## Extrait du texte
------------------------------------

Après deux ans et demi d’enquête, le parquet de Paris a rendu, le 9 juillet, son réquisitoire définitif, que Le Monde a pu consulter. Il demande, comme l’a révélé Le Canard enchaîné dans son édition du 22 juillet, le renvoi devant une cour d’assise du principal suspect, Omer Güney, pour assassinats en relation avec une entreprise terroriste. Ce document de plus de 70 pages est une pièce unique : pour la première fois, la justice française évoque la possible implication d’un service de renseignement étranger, en l’occurrence le MIT (équivalent turc de la Direction générale de la sécurité intérieure) dans un assassinat politique commis en France.
Faute d’avoir pu identifier avec certitude les commanditaires de ce crime, le parquet reste prudent sur le degré d’implication du MIT. Ce service est en effet dirigé par un proche du premier ministre turc, Recep Tayyip Erdogan, engagé depuis 2012 dans un processus de paix avec le PKK qui divise profondément l’appareil d’Etat turc. Au terme de l’instruction, la piste d’un coup monté par des factions opposées aux négociations est toujours sur la table.
« De nombreux éléments de la procédure permettent de suspecter l’implication du MIT dans l’instigation et la préparation des assassinats, écrit le parquet. En effet, il est établi qu’Omer Güney avait une activité d’espionnage avérée, qu’il a eu de nombreux contacts secrets avec un ou des individus se trouvant en Turquie (…). Toutefois, il convient de préciser que les investigations n’ont pas permis d’établir si ces agents du MIT ont participé à ces faits de façon officielle, avec l’aval de leur hiérarchie, ou s’ils l’ont fait à l’insu de leur service, afin de le discréditer ou de nuire au processus de paix. »
« Loup gris »
Si une « incertitude » demeure sur l’identité du donneur d’ordre, l’exécutant, lui, a rapidement été interpellé et incarcéré une dizaine de jours seulement après les faits : Omer Güney, un Turc de 32 ans arrivé en France à l’âge de 9 ans. Sa présence dans l’appartement de la rue La Fayette au moment présumé du crime est avérée, des traces de poudre ont été retrouvées sur sa sacoche et l’ADN partiel d’une des victimes sur sa parka. Lui n’a cessé de nier les faits.
Lors de son arrestation, le jeune homme commet pourtant un lapsus éclairant en demandant que l’ambassade de Turquie à Paris soit alertée. Réflexe surprenant de la part d’un individu qui persiste à se présenter aux policiers comme un « Kurde de cœur » sympathisant du PKK. Ses proches, eux, le qualifient d’« ultranationaliste », farouche opposant de la cause kurde, et affirment qu’il se définissait lui-même comme un « loup gris », du nom de la branche jeunesse du MHP, le parti nationaliste turc.

------------------------------------

## Consignes
1. Résumez l’extrait en deux phrases.
2. Modifiez le passage de l’extrait commençant par « Après deux ans » et se terminant par « commis en France. », en y remplaçant « pièce unique » par « pièce exceptionnelle ».

------------------------------------

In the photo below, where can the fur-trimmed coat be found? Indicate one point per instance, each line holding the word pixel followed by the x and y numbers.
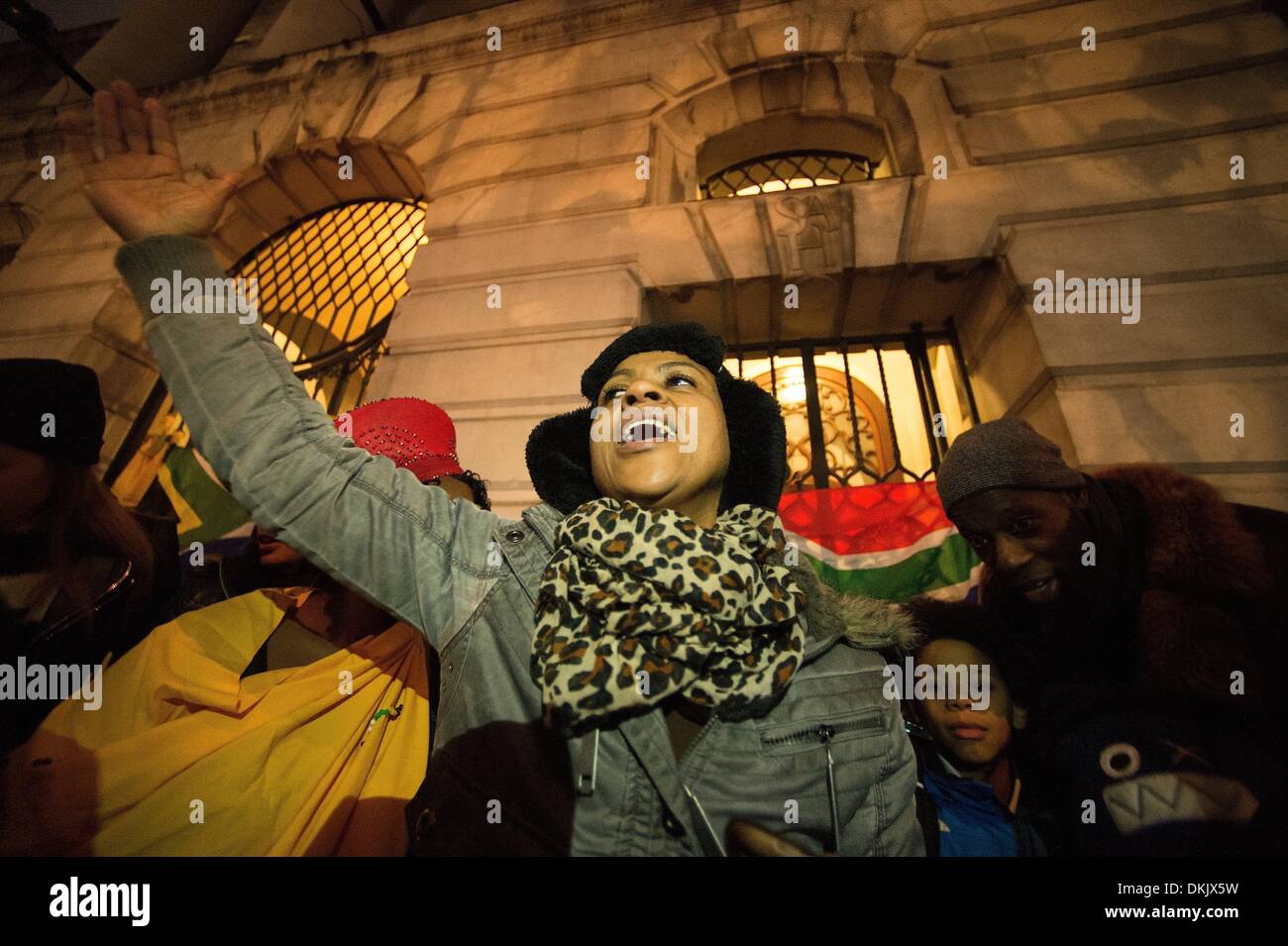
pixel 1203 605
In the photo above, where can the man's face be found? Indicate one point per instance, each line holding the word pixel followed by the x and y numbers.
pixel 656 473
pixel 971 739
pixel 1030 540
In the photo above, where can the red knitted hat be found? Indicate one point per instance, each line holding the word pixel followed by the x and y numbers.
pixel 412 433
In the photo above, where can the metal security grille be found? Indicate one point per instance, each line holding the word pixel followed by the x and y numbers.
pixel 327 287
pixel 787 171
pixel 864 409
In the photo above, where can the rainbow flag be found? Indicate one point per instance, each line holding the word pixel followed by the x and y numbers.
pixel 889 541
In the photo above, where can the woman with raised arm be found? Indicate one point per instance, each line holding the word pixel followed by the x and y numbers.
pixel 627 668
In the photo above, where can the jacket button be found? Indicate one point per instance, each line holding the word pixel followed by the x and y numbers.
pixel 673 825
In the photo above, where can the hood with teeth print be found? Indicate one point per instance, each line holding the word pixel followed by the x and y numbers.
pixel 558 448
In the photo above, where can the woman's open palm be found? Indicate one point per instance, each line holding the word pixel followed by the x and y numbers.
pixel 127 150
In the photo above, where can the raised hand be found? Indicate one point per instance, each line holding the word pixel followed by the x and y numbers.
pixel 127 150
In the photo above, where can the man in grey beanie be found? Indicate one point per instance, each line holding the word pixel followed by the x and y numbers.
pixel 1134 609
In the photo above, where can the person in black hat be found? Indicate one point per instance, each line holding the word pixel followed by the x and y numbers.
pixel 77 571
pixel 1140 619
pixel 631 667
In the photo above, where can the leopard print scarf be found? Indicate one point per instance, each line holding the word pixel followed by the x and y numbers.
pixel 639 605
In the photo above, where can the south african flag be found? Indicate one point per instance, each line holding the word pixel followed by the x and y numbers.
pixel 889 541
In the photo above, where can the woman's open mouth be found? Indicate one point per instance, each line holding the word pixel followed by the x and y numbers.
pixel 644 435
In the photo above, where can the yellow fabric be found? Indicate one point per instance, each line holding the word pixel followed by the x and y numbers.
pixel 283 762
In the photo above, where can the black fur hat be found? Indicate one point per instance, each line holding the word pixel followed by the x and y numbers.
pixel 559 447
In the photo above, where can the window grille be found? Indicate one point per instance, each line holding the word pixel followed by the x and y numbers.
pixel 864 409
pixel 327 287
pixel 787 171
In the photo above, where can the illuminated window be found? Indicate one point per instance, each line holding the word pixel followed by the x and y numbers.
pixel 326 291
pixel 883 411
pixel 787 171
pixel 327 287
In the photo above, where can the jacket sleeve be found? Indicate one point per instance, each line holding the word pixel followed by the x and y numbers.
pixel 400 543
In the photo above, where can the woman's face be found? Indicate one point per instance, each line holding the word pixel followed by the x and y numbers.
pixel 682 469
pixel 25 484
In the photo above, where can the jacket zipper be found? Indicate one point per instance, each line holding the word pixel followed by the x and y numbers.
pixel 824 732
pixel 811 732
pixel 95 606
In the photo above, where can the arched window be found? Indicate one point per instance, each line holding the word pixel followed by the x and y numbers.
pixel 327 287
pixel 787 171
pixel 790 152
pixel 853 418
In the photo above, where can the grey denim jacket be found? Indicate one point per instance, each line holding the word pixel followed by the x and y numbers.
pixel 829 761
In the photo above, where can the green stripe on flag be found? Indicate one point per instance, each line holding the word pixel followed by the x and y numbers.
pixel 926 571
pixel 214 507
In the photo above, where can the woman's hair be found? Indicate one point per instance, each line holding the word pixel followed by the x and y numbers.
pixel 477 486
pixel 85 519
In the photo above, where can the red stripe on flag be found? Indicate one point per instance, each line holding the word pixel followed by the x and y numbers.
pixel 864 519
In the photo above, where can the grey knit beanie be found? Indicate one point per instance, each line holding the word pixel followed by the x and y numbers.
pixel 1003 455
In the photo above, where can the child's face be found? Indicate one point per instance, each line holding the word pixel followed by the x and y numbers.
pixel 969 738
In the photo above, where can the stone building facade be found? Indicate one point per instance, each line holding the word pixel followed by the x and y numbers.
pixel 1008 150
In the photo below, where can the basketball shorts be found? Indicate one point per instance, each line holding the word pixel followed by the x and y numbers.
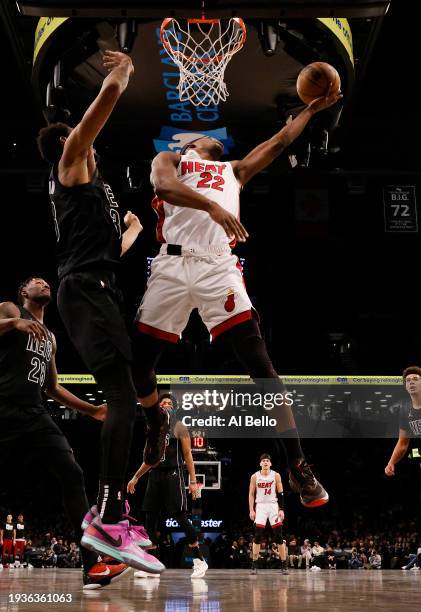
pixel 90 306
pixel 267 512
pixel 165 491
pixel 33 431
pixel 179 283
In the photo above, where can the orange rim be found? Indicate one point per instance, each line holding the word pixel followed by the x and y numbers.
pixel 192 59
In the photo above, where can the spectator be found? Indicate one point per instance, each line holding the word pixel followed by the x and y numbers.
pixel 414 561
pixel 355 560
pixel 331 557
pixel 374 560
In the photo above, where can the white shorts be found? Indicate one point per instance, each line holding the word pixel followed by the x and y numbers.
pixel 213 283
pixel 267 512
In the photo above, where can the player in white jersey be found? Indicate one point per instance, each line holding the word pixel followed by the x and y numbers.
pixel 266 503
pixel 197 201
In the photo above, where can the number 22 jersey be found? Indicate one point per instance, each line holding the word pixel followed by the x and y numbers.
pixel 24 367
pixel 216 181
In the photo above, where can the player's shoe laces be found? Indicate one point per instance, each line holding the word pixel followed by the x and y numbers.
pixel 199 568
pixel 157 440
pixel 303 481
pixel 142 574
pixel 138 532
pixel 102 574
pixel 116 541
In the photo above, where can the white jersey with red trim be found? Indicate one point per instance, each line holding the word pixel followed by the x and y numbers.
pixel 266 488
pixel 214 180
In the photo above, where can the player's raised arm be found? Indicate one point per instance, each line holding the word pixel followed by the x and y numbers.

------------------------------------

## Réponses attendues
1. Après deux ans et demi d’enquête, le parquet de Paris demande le renvoi d’Omer Güney, principal suspect, devant une cour d’assise pour assassinats en relation avec une entreprise terroriste. Son réquisitoire évoque pour la première fois la possible implication du MIT, le service de renseignement turc, sans avoir pu établir si ses agents ont agi avec l’aval de leur hiérarchie ou à l’insu de leur service.

2.
Après deux ans et demi d’enquête, le parquet de Paris a rendu, le 9 juillet, son réquisitoire définitif, que Le Monde a pu consulter. Il demande, comme l’a révélé Le Canard enchaîné dans son édition du 22 juillet, le renvoi devant une cour d’assise du principal suspect, Omer Güney, pour assassinats en relation avec une entreprise terroriste. Ce document de plus de 70 pages est une pièce exceptionnelle : pour la première fois, la justice française évoque la possible implication d’un service de renseignement étranger, en l’occurrence le MIT (équivalent turc de la Direction générale de la sécurité intérieure) dans un assassinat politique commis en France.